[SUPPLIED PASSAGE — start]

Director Gavin O’Connor has built his career and his best films around the drama of people whose lives are dedicated to sports. His best films, like Miracle and Warrior, center their drama on how characters use sports to improve themselves or make a statement. With his newest Ben Affleck-led film, The Way Back, he tells the story of how one man comes to terms with his alcoholism by becoming a high school basketball coach.
Violence/Scary Images: Some minor brawling. There’s a car accident. A character tumbles down a hill.
Language/Crude Humor: Severe language throughout including f*** and s***.
Drug/Alcohol References: The main character is an alcoholic who consumes enormous quantities of beer. He also smokes.
Sexual Content: Noting depicted. Crude discussion of sex at a bar.
Spiritual Content: The character is a teacher at a Catholic school and are implicitly Catholic or ex-Catholic.
Other Negative Content: Excessive depiction of alcoholism and a lack of rage control.
Positive Content: Themes of emotional growth, coming to terms with past trauma, and seeking emotional health.
Jack Cunningham has had a rough life. After growing up with an estranged relationship with his father, he abandoned a basketball scholarship, lost his child to cancer, and divorced his wife. When we meet him in the story, Jack is a construction worker whose best days are behind him, filling his terrible evenings in by drinking excessively.
In one of the film’s earliest scenes, he spends an evening debating how to turn down a job offer and downs over two dozen beers. Jack is an alcoholic. He can’t even go for a car ride without cracking a beer. Against his initial inclinations, Jack takes up the job offer he spent an entire evening debating how to turn down. He decides to return to the Catholic school where he gained his reputation as one of the school’s best varsity basketball players in order to coach.

[SUPPLIED PASSAGE — finish]

**REQUIRED TASKS:**
a: In the review of The Way Back, what is Jack Cunningham's occupation when the story first introduces him?
b: Resume the review of The Way Back, picking up right after its final sentence.

[DATA SHOWN — start]

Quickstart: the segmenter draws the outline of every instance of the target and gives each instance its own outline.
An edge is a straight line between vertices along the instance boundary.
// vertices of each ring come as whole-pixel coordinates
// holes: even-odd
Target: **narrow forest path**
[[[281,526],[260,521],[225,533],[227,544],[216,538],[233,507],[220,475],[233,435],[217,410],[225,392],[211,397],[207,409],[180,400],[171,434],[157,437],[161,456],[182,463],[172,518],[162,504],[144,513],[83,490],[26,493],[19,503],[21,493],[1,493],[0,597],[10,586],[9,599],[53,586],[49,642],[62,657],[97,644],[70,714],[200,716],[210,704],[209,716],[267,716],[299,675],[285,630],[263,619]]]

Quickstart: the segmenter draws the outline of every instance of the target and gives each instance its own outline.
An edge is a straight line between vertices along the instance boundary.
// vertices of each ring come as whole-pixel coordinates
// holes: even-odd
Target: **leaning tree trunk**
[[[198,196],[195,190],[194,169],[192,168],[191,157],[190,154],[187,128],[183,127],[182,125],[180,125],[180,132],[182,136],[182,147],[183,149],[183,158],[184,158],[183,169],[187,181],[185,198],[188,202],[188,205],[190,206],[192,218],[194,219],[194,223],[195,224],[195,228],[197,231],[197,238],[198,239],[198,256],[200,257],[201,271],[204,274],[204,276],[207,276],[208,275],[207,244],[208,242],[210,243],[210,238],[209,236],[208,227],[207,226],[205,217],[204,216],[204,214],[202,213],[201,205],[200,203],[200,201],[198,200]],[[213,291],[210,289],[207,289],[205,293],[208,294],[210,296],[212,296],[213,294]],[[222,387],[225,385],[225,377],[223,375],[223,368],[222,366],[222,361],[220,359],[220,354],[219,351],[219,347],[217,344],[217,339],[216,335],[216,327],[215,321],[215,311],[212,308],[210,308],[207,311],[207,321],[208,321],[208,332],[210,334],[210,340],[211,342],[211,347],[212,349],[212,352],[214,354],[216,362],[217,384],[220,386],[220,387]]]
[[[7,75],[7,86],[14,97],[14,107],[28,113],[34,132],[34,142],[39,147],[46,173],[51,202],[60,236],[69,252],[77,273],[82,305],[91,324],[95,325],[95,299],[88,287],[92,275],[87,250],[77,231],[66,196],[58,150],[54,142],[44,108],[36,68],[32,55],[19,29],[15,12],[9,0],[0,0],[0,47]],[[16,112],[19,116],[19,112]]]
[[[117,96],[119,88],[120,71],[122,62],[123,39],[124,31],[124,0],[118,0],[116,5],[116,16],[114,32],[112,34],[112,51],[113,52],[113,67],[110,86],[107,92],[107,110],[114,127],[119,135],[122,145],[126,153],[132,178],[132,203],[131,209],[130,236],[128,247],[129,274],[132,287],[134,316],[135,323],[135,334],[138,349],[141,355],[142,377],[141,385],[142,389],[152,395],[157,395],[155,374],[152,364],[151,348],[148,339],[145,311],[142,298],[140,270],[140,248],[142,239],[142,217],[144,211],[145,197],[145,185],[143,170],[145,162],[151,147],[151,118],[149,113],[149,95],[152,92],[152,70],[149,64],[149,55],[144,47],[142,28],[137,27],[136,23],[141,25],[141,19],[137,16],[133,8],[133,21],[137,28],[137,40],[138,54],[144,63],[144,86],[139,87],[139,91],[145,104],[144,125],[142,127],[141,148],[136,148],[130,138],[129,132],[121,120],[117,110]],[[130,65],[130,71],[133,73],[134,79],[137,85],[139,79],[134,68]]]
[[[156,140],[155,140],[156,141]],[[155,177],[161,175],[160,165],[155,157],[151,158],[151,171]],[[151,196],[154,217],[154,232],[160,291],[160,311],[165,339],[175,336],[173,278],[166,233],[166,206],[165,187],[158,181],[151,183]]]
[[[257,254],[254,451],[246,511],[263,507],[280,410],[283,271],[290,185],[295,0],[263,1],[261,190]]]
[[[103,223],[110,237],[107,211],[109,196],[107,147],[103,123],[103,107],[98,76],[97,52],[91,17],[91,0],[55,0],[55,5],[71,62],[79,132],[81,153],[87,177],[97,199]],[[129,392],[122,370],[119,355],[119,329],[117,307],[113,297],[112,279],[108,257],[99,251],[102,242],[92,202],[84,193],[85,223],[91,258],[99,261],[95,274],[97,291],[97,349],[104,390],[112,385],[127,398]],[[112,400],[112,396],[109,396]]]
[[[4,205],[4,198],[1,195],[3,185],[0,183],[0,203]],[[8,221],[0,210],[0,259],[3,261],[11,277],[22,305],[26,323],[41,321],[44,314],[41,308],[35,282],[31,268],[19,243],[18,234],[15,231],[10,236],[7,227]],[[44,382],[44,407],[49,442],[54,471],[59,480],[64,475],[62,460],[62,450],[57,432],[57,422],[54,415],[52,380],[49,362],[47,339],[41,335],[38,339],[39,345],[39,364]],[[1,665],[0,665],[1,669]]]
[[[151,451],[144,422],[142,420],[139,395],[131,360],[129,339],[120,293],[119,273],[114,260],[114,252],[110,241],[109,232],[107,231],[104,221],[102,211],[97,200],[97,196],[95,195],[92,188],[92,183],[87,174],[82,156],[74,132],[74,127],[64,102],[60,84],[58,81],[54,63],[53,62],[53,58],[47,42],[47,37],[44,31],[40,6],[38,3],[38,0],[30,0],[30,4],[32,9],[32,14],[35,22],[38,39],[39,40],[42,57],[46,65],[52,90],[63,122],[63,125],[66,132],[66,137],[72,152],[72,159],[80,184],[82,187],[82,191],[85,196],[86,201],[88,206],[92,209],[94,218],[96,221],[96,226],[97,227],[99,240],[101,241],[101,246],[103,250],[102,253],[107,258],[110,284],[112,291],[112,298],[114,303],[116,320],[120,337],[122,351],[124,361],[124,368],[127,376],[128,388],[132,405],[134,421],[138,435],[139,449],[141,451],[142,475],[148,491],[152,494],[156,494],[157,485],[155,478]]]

[DATA SHOWN — finish]

**ANSWERS BY ITEM:**
a: He is a construction worker.

b:
The Way Back is a heavy movie. Any movie that begins with a character in a state of such utter despondency that he does nothing but drink isn’t setting itself up as a terribly happy story. It is however a solid sports movie with a redemptive drama at its core. As such, despite relatively falling under the radar, it’s quietly developed a reputation as one of the better films to have been released so far this year.
I should say that I don’t particularly care for sports. There are sports movies I like such as Draft Day, Million Dollar Baby and Cinderella Man, but the sporting aspects of these films aren’t usually what I find most interesting about them. More often than not, an interesting sports movie is driven by the conflicts of the characters and how their sports careers affect their complicated lives. Thus why last year’s High Flying Bird left me kind of lost. I can understand a movie trying to explore the complex emotions of black college basketball players on strike but it loses its story in the minutia of basketball logistics.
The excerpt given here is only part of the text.